How to complete this task: Each entry is to be retyped without alteration, and no picture is to be included.

The records Start Marker

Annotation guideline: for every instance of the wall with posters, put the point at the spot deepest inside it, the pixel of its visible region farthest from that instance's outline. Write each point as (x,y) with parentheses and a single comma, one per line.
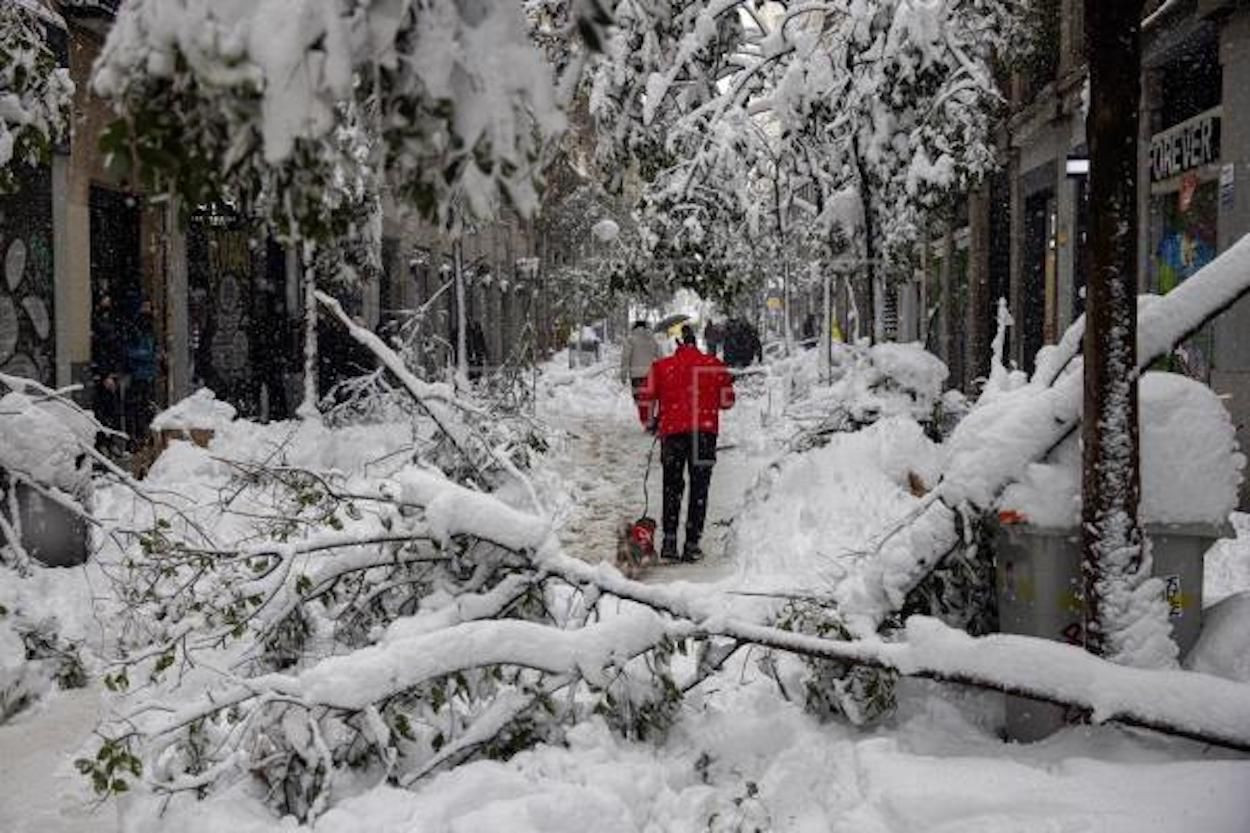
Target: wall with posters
(1184,227)
(28,343)
(241,338)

The records End Marker

Exercise solution:
Annotation guideline: for every instance of the wall with posters, put the point at the spot deepest inside it, the pixel of its visible region farthest from that instance's outline. Write each point as (x,y) with parentheses and a single comma, one per line.
Target: wall with posters
(1184,227)
(28,343)
(241,338)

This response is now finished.